Request 1:
Convert every line of the records following the article into a JSON list of strings, one string per line, skipping blank lines. Omit the pictures from the list.

Document extract:
'''
Okay, it’s all clear now. Nigerian banks didn’t exactly “ask” telecom operators in the country to charge subscribers for accessing banking services via USSD, at least, not explicitly.
But it was certainly the idea of the banks, it was all their idea. And it all started when the telcos demanded a fair piece of the pie. The banks, not wanting to share, basically advised the telcos to go get their own pie from the same source. That’s pretty much the story.
Over the weekend, millions of telecom subscribers, particularly MTN users, received two messages from their network provider which stated that they will now be charged directly for using USSD to access banking services from October 21.
In fact, a second message came through which read that MTN will be charging subscribers NGN 4.00 per 20 seconds for USSD access. The telco also left a line that indicated that the new USSD charge was as directed by the banks used by their subscribers. Then, it asked subscribers to contact their banks for more info.
Nigerians devoted to the better parts of Sunday, October 21, to venting against the policy on social media.
I’m sure you have all received the USSD message? Welcome to Hell. Even the air will soon be taxed! #NextLevelOfDoom ⛱
— SEGA L’éveilleur®🚨 (@segalink) October 20, 2019
Then, the Office of the Communications Minister directed the Nigerian Communications Commission (NCC) to ensure that none of the telcos go through with a policy that the Minister, Dr. Isa Ali Pantami, claimed to have no knowledge of.
'''
Provided data:
'''
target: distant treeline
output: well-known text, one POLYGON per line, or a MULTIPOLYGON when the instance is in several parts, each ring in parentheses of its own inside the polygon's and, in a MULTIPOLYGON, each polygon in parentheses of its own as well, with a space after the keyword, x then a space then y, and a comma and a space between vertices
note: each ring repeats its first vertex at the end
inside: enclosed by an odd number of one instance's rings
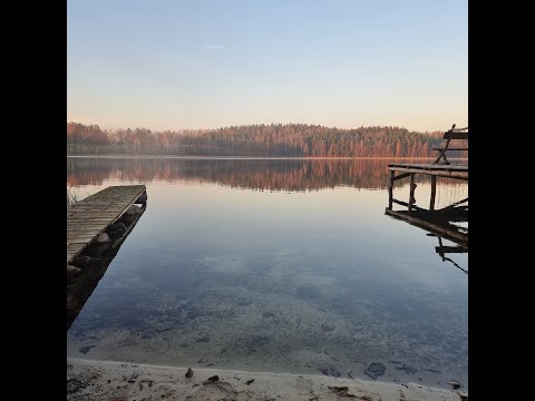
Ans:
'''
Request 2:
Output the entire article on USSD banking charges word for word, with nothing altered.

Result 1:
[
  "target: distant treeline",
  "output: well-known text, one POLYGON per line, or a MULTIPOLYGON when the instance is in several parts, each ring in parentheses of its own inside the polygon's and, in a MULTIPOLYGON, each polygon in parentheses of its own as well, with a space after the keyword, x then a space then y, and a comma and a space between vertices",
  "note: each ring repeats its first vertex at the end",
  "inside: enclosed by an odd number of one instance's rings",
  "Ans:"
]

Result 2:
Okay, it’s all clear now. Nigerian banks didn’t exactly “ask” telecom operators in the country to charge subscribers for accessing banking services via USSD, at least, not explicitly.
But it was certainly the idea of the banks, it was all their idea. And it all started when the telcos demanded a fair piece of the pie. The banks, not wanting to share, basically advised the telcos to go get their own pie from the same source. That’s pretty much the story.
Over the weekend, millions of telecom subscribers, particularly MTN users, received two messages from their network provider which stated that they will now be charged directly for using USSD to access banking services from October 21.
In fact, a second message came through which read that MTN will be charging subscribers NGN 4.00 per 20 seconds for USSD access. The telco also left a line that indicated that the new USSD charge was as directed by the banks used by their subscribers. Then, it asked subscribers to contact their banks for more info.
Nigerians devoted to the better parts of Sunday, October 21, to venting against the policy on social media.
I’m sure you have all received the USSD message? Welcome to Hell. Even the air will soon be taxed! #NextLevelOfDoom ⛱
— SEGA L’éveilleur®🚨 (@segalink) October 20, 2019
Then, the Office of the Communications Minister directed the Nigerian Communications Commission (NCC) to ensure that none of the telcos go through with a policy that the Minister, Dr. Isa Ali Pantami, claimed to have no knowledge of.